** EXCERPTED TEXT follows **
Reproductive History and Type 2 Diabetes Risk

August 23, 2016

A prospective cohort analysis suggests that the length of a woman’s reproductive period has an impact on risk of type 2 diabetes.

Women with too short or too long reproductive periods may have an increased risk of developing diabetes, according to a new study.

The results suggest that women with shorter and longer reproductive periods may benefit from lifestyle counseling about the risks of diabetes.

“Our study found that both shorter and longer reproductive-duration lengths are associated with increased risk of type 2 diabetes,” state the authors, led by Erin S. LeBlanc, MD, MPH, of the Kaiser Permanente Center for Health Research, Portland, OR. “This suggests that lifetime estrogen exposure may play a role in the development of type 2 diabetes - there may be an ‘optimal' amount of estrogen exposure for metabolic functioning, although exogenous estrogen may have different effects due to different route, dose, and timing of administration.”

The authors conducted a prospective cohort analysis of 124,379 postmenopausal women aged 50 to 79 years from the Women's Health Initiative. They determined age of menarche and final menstrual period, and history of irregular menses from questionnaires at baseline, and calculated reproductive length from age of menarche and final menstrual period. The presence of new onset type 2 diabetes was self-reported.

Using age-adjusted models, they found that women with the shortest (less than 30 years) reproductive periods had a 37% greater risk of developing type 2 diabetes than women with medium-length reproductive periods (from 36 to 40 years). Surprisingly, women with the longest (45 or more years) reproductive periods had a 23% higher risk than women with medium-length periods.

These associations were attenuated after full adjustment for the shortest and longest reproductive periods as compared with medium duration.

“Those with a final menstrual period before age 45 and after age 55 had an increased risk of diabetes compared to those with age of final menstrual period between 46 and 55 years,” the authors state. Timing of menarche and cycle regularity was not associated with risk after full adjustment.
** End of EXCERPTED TEXT **
** DATA PROVIDED follows **
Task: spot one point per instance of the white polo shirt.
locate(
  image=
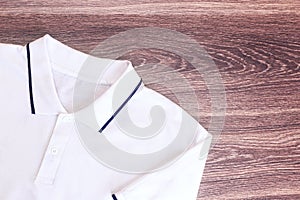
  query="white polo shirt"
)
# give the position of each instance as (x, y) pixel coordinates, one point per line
(48, 153)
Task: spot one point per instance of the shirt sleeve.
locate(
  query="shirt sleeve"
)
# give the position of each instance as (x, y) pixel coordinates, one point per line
(180, 180)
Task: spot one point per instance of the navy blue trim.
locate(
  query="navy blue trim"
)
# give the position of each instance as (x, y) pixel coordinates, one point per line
(119, 109)
(30, 80)
(114, 197)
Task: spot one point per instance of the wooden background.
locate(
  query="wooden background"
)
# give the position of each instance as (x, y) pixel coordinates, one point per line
(255, 45)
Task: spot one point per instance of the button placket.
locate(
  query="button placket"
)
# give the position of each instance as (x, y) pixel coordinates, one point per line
(54, 152)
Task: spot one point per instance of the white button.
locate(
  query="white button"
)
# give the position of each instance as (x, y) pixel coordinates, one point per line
(54, 150)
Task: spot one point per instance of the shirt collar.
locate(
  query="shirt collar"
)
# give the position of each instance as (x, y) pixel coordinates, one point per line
(46, 50)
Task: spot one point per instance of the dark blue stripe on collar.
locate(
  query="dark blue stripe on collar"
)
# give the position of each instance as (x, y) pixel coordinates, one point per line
(120, 108)
(30, 80)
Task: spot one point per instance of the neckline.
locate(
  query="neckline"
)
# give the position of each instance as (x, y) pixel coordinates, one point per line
(46, 50)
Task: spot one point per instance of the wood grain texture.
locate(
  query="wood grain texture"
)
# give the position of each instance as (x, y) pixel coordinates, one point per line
(256, 47)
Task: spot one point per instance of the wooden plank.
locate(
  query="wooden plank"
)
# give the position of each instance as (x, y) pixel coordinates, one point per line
(254, 44)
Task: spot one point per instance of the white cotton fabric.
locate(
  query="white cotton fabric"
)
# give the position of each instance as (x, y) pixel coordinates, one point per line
(42, 156)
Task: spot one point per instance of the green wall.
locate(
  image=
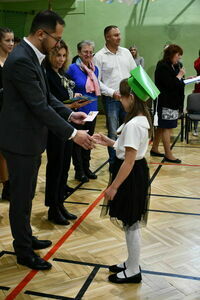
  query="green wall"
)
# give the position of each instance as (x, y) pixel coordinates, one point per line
(149, 25)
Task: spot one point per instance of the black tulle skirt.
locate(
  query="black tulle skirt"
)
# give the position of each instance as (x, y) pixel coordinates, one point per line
(131, 202)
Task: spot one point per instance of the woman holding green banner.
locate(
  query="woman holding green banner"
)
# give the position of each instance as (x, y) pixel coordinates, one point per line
(127, 197)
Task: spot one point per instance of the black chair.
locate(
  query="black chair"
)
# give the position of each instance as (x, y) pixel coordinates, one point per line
(193, 113)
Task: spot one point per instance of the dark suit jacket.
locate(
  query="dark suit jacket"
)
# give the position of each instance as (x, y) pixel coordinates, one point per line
(29, 109)
(171, 88)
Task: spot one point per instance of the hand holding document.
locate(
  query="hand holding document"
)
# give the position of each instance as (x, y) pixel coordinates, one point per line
(91, 116)
(80, 99)
(191, 80)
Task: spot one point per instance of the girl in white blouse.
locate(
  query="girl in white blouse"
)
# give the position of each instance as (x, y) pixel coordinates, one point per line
(128, 194)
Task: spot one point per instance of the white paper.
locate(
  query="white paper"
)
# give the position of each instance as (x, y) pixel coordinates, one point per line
(191, 80)
(91, 116)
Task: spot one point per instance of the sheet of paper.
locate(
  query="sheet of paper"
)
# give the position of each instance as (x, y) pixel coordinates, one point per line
(191, 80)
(91, 116)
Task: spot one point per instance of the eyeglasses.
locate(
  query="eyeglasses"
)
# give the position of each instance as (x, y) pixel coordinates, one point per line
(56, 39)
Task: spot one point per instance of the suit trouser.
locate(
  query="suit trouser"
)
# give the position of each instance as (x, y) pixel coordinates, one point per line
(59, 158)
(23, 171)
(81, 157)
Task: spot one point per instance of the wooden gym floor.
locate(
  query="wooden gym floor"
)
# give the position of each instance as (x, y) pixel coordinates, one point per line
(81, 252)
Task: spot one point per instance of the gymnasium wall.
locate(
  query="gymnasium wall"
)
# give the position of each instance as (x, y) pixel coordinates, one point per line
(149, 25)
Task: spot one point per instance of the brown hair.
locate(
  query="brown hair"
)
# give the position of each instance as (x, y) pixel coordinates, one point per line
(139, 106)
(108, 28)
(3, 31)
(170, 51)
(55, 51)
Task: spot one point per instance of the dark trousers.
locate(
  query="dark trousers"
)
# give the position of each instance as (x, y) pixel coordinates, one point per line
(23, 171)
(58, 164)
(81, 157)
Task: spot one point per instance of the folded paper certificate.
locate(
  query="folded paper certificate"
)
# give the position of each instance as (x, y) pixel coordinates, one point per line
(80, 99)
(191, 80)
(91, 116)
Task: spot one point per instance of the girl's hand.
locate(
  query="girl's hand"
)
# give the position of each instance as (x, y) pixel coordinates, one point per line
(110, 193)
(101, 139)
(77, 95)
(78, 104)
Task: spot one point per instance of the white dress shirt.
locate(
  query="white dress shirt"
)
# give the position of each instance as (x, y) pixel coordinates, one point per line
(113, 67)
(134, 134)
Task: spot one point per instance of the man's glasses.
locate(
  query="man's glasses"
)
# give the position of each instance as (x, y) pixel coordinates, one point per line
(56, 39)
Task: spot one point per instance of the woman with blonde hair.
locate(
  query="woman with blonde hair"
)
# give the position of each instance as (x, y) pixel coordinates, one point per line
(6, 46)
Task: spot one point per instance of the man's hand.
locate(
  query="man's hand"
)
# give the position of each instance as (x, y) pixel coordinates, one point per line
(116, 95)
(78, 117)
(83, 139)
(110, 193)
(103, 140)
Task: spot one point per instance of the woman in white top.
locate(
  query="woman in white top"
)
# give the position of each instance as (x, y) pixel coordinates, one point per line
(129, 191)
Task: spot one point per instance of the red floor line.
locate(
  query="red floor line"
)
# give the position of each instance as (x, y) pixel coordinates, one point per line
(32, 273)
(172, 164)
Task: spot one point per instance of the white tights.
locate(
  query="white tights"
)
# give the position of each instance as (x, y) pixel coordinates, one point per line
(132, 234)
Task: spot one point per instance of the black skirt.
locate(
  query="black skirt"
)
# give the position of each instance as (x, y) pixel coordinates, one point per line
(131, 202)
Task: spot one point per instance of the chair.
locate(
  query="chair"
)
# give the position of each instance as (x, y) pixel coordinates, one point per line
(193, 113)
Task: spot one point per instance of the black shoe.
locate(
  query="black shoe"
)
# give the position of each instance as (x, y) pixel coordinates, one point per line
(56, 216)
(34, 262)
(40, 244)
(116, 269)
(81, 177)
(6, 191)
(90, 174)
(133, 279)
(153, 153)
(175, 161)
(68, 189)
(66, 214)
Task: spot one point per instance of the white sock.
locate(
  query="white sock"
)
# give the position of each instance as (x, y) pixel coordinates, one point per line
(132, 234)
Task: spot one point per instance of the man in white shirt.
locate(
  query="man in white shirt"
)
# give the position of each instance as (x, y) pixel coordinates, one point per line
(114, 64)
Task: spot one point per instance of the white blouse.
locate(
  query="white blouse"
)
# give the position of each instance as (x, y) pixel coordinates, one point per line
(134, 134)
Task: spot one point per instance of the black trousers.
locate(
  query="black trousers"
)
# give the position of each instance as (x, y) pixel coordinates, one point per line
(23, 171)
(81, 157)
(59, 157)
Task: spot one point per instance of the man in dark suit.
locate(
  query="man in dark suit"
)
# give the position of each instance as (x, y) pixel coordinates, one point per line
(29, 110)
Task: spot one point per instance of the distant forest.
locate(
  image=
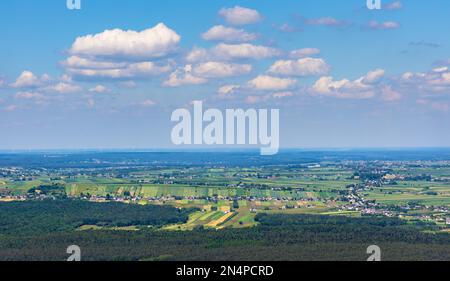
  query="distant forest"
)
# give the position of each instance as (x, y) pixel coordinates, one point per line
(42, 230)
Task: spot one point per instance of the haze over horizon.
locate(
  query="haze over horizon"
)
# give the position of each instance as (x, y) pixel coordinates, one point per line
(342, 75)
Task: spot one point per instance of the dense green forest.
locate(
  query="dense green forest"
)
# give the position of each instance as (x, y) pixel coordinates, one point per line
(36, 217)
(42, 230)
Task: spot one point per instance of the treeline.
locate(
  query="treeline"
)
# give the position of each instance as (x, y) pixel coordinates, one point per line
(277, 237)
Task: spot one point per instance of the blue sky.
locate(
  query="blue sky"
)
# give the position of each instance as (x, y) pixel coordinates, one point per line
(109, 75)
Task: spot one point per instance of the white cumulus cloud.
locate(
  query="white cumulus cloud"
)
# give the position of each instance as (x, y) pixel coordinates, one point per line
(301, 67)
(240, 15)
(265, 82)
(154, 42)
(228, 34)
(215, 69)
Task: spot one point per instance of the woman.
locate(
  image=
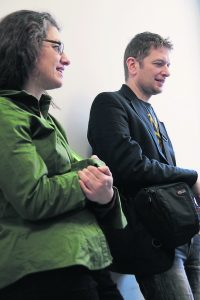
** End of DATA PROVIDED **
PROBLEM DESCRIPTION:
Can you continue the article on reproductive history and type 2 diabetes risk, starting right after its last sentence? The listing comes from a separate source.

FINAL ANSWER:
“The Women’s Health Initiative provides a unique setting to evaluate the associations between reproductive characteristics and diabetes because of its large size, robust characterization of reproductive histories, long duration of follow-up, and ability to prospectively ascertain type 2 diabetes,” says JoAnn V. Pinkerton, MD, Executive Director of The North American Menopause Society.

She notes that low estrogen negatively affects body fat distribution and fat accumulation, both contributors to type 2 diabetes, but a later age of menopause has not previously been associated with increased risk.

Reproductive period length and age of final menstrual period may be important factors to add to risk assessments when clinicians counsel women about diabetes and the need to make lifestyle changes, such as weight loss, improved diet, and increased exercise, which have been proven to decrease risk, says Pinkerton.

“Given the high prevalence of diabetes in postmenopausal women, those with shorter and longer reproductive periods may benefit from lifestyle counseling. Future research should focus on ways to prevent type 2 diabetes in women at risk as they age,” says Pinkerton.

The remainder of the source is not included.